§ **To do**: Continue the essay on "The Marriage Pledge," picking up right after its last sentence.

§ **Given passage**:

━━━━━━━━━━━━━━━━━━━━━━━━━━━━━━

Why We Shouldn’t Take “The Marriage Pledge” Too Soon
The next several years are going to be messy for Christians. We already know that some who claim to be within our fold will continue to challenge the historic, orthodox teaching about sexuality, marriage, and the essence of what it means to be made in the image of God. But even those of us who agree that marriage is what the church has always thought it was, will disagree on how best to move forward in a culture hell-bent on denying it.
Case in point: Over at First Things, a premier publication of Christian thought, Ephraim Radner and Christopher Seitz have offered what they refer to as “The Marriage Pledge,” calling clergy of all stripes to no longer sign government documents of civil marriage. To be a “clear witness,” they have decided they “will no longer serve as agents of the state in marriage” because to do so would be to “implicate the Church in a false definition of marriage.”

━━━━━━━━━━━━━━━━━━━━━━━━━━━━━━

§ **Information provided**:
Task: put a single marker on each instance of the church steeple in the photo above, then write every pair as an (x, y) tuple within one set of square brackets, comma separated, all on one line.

━━━━━━━━━━━━━━━━━━━━━━━━━━━━━━

§ **Result below**:
This is an idea that has been kicked around for some time. Past First Things articles have suggested it, as has my friend S. Michael Craven in his guest contribution to my recent book “Same-Sex Marriage: A Thoughtful Approach to God’s Design for Marriage.” Among those who have signed The Marriage Pledge are the clergy of my own church here in Colorado Springs. And Anne Morse, one of our terrific writers here at the Colson Center, has praised these clergy for distancing themselves from American lawmakers who are “increasingly making nonsense of marriage.”
Because Anne worked closely with Chuck Colson for decades, I hesitate to disagree with her. No doubt, as Anne writes, Chuck “would have been proud of these ministers” and their commitment to stand on their convictions. In that respect, they exemplify at least part of what he hoped to accomplish with the Manhattan Declaration.
However, I do not think that he would have agreed with this pledge. Neither do I.
Before I go into my reasons, let me first clarify that those who disagree on whether or not to sign this Pledge do not disagree about the nature, definition, or importance of marriage. Rather, we disagree about what to do, now that the state has denied the clear definition of marriage.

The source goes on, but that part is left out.